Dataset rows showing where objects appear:
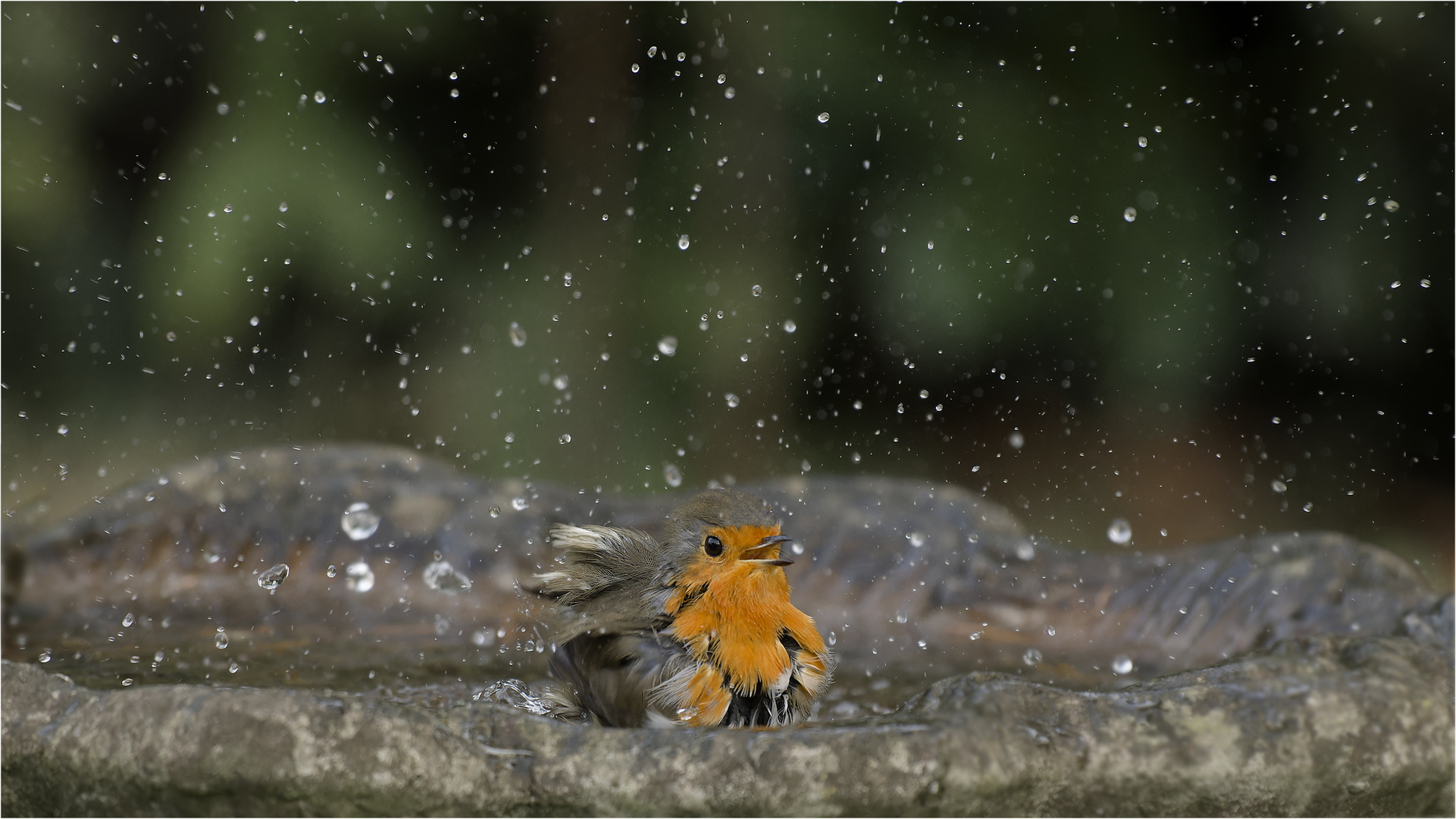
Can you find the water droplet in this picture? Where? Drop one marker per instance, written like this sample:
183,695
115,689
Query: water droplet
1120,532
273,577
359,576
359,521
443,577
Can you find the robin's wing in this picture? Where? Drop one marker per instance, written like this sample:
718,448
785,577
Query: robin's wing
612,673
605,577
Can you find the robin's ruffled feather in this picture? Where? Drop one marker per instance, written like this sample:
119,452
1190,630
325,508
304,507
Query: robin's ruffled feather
--
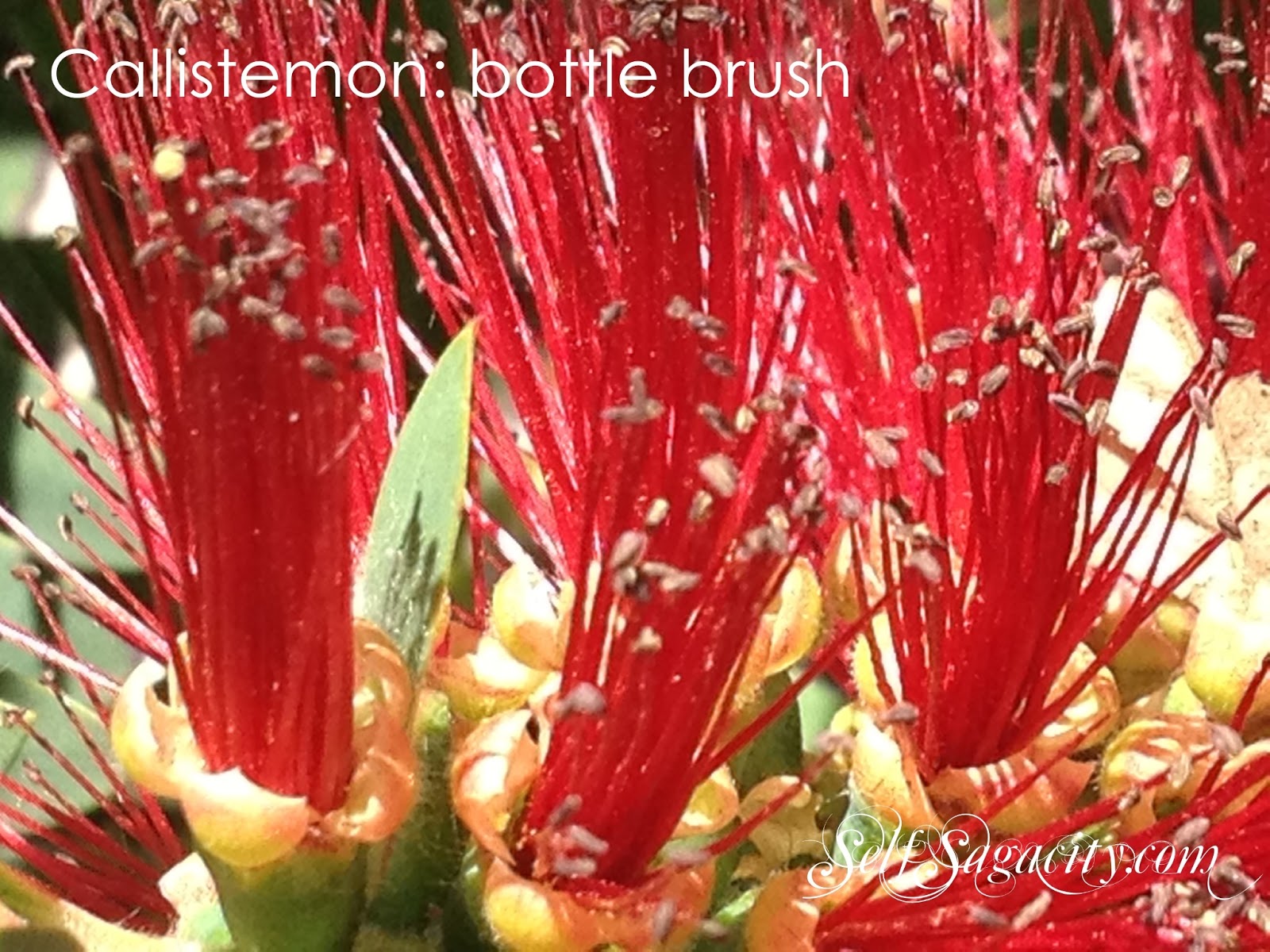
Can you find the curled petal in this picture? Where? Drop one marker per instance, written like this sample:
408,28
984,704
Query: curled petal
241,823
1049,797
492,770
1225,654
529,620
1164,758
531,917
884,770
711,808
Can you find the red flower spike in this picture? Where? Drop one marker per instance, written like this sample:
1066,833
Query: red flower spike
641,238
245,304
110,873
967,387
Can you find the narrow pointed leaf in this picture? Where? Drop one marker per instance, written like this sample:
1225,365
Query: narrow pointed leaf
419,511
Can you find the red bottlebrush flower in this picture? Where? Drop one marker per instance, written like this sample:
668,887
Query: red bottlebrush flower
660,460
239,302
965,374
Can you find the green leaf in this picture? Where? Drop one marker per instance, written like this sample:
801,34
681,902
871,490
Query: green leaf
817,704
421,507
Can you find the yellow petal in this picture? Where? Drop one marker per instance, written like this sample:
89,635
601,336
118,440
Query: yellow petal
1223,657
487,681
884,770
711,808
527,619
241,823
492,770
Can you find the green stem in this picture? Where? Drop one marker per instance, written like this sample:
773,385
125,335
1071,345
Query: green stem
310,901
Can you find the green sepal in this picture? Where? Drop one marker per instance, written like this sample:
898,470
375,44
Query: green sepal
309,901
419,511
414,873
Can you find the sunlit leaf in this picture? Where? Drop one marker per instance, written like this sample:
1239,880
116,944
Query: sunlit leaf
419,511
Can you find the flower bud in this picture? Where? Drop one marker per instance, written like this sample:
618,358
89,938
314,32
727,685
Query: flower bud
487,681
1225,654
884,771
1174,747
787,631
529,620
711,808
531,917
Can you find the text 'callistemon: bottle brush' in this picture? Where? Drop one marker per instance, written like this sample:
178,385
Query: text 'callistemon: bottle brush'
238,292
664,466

Task to complete:
Copy the lines of the material above exactly, everything from the line containing "Can you find the robin's ruffled" down to the line containing "Query: robin's ruffled feather".

Result of this task:
Can you find the robin's ruffled feather in this picture? Where? Drop one marker per instance, written like this sample:
119,452
1190,630
325,508
304,507
Query: robin's ruffled feather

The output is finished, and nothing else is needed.